Selected extract:
Your first question comes from the line of Nate Svensson of Deutsche Bank. Your next question comes from the line of Aditya Buddhavarapu of Bank of America.
This is Aditya from Bank of America. Just on the full year guidance, could you just maybe talk about how we should think about some of the underlying assumptions in terms of what you're seeing on macro, any sort of sentiment from customers? So if you could just walk us through that. And second, more specifically on the phasing of growth during the year, if you could provide any color across different segments and how you're thinking about that as well, that would be great.

Given problem 1: In the call excerpt, which bank is Nate Svensson with?
Given problem 2: Rewrite the call excerpt starting with "Your first question" and going on through "of Bank of America.", switching "Deutsche Bank" to "Barclays".
Rely only on the call excerpt.

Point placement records
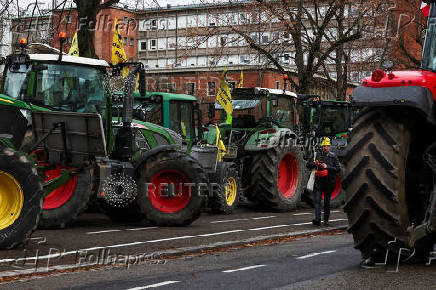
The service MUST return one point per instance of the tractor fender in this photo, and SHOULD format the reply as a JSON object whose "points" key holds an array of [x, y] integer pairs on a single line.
{"points": [[263, 142], [419, 98], [158, 149]]}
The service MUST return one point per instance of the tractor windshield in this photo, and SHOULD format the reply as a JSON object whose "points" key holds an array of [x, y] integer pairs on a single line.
{"points": [[248, 113], [14, 80], [333, 119], [182, 118], [429, 51], [58, 87]]}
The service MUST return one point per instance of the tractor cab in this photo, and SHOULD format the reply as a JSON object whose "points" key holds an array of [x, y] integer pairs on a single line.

Task answer 1: Deutsche Bank

Task answer 2:
Your first question comes from the line of Nate Svensson of Barclays. Your next question comes from the line of Aditya Buddhavarapu of Bank of America.